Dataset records
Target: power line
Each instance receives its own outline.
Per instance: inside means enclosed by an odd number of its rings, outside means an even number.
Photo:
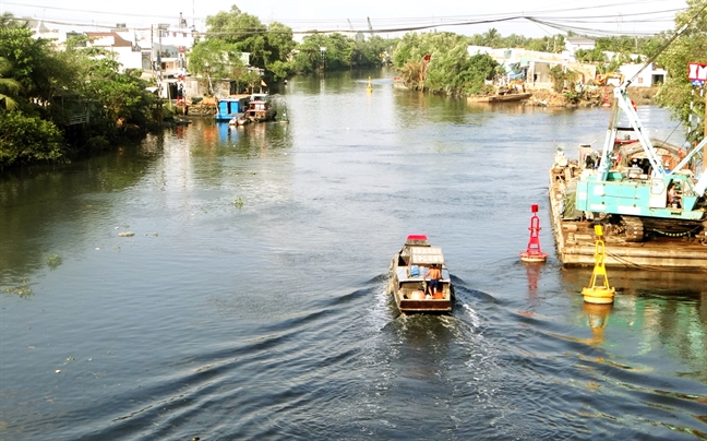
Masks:
[[[20,3],[14,3],[14,2],[5,2],[7,4],[14,4],[19,5]],[[402,32],[414,32],[414,31],[427,31],[431,28],[439,28],[439,27],[455,27],[455,26],[470,26],[470,25],[481,25],[481,24],[495,24],[495,23],[502,23],[502,22],[511,22],[511,21],[519,21],[519,20],[526,20],[530,22],[535,22],[536,24],[548,26],[551,28],[555,28],[559,31],[563,32],[574,32],[578,34],[588,34],[588,35],[634,35],[634,36],[644,36],[644,35],[655,35],[656,33],[650,33],[650,32],[624,32],[624,33],[619,33],[619,32],[612,32],[612,31],[607,31],[607,29],[601,29],[598,28],[598,26],[606,25],[606,26],[614,26],[615,25],[615,14],[608,14],[608,15],[583,15],[582,17],[577,16],[563,16],[558,14],[565,14],[567,12],[578,12],[578,11],[586,11],[586,10],[601,10],[606,9],[609,7],[616,7],[616,5],[631,5],[634,4],[633,2],[624,2],[624,3],[613,3],[613,4],[608,4],[608,5],[592,5],[592,7],[580,7],[580,8],[572,8],[572,9],[554,9],[548,13],[548,15],[551,16],[544,16],[544,15],[535,15],[535,16],[528,16],[524,14],[510,14],[510,13],[504,13],[504,14],[479,14],[479,15],[451,15],[451,16],[439,16],[439,17],[397,17],[397,19],[379,19],[375,20],[375,26],[373,29],[373,33],[376,34],[390,34],[390,33],[402,33]],[[58,10],[58,11],[70,11],[70,12],[77,12],[77,10],[74,9],[69,9],[69,8],[59,8],[59,7],[39,7],[39,5],[32,5],[32,4],[22,4],[23,7],[31,7],[31,8],[43,8],[43,9],[51,9],[51,10]],[[642,23],[672,23],[672,19],[669,17],[667,14],[672,14],[674,17],[674,14],[680,11],[684,11],[686,8],[682,9],[668,9],[668,10],[662,10],[662,11],[655,11],[655,12],[635,12],[626,15],[622,15],[624,20],[630,20],[632,17],[635,17],[636,20],[640,20]],[[82,12],[87,12],[87,13],[96,13],[96,14],[110,14],[115,16],[115,13],[111,12],[103,12],[103,11],[82,11]],[[120,13],[119,16],[134,16],[134,17],[144,17],[146,20],[152,20],[154,21],[155,19],[167,19],[167,20],[172,20],[175,16],[156,16],[156,15],[145,15],[145,14],[132,14],[132,13]],[[664,16],[664,19],[663,19]],[[106,23],[96,23],[95,21],[92,21],[91,23],[87,22],[75,22],[75,21],[61,21],[61,20],[43,20],[46,23],[50,24],[56,24],[56,25],[64,25],[64,26],[94,26],[94,27],[101,27],[101,28],[112,28],[115,27],[115,23],[111,24],[106,24]],[[290,24],[293,24],[297,21],[290,21]],[[348,22],[348,19],[347,19]],[[302,23],[311,23],[315,24],[315,27],[309,27],[307,29],[301,29],[301,31],[295,31],[292,29],[292,34],[310,34],[312,32],[319,32],[322,34],[331,34],[331,33],[336,33],[336,32],[348,32],[348,31],[341,31],[341,28],[337,26],[331,26],[331,21],[307,21]],[[583,25],[590,25],[590,27],[587,26],[579,26],[579,24]],[[320,25],[327,25],[328,27],[324,28],[319,28]],[[145,27],[137,27],[137,26],[130,26],[131,28],[134,29],[144,29]],[[349,26],[345,26],[345,29],[348,29]],[[303,27],[302,27],[303,28]],[[361,24],[361,29],[367,29],[368,28],[368,23],[366,22],[364,24]],[[266,32],[264,29],[239,29],[240,34],[249,34],[249,33],[262,33]],[[368,32],[368,31],[367,31]],[[206,33],[199,33],[202,35],[223,35],[223,34],[228,34],[228,33],[223,33],[223,32],[206,32]]]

# [Objective]
Count the lines in the entries above that contain the string "instance", treating case as significant. Reply with the number only.

# [Solution]
2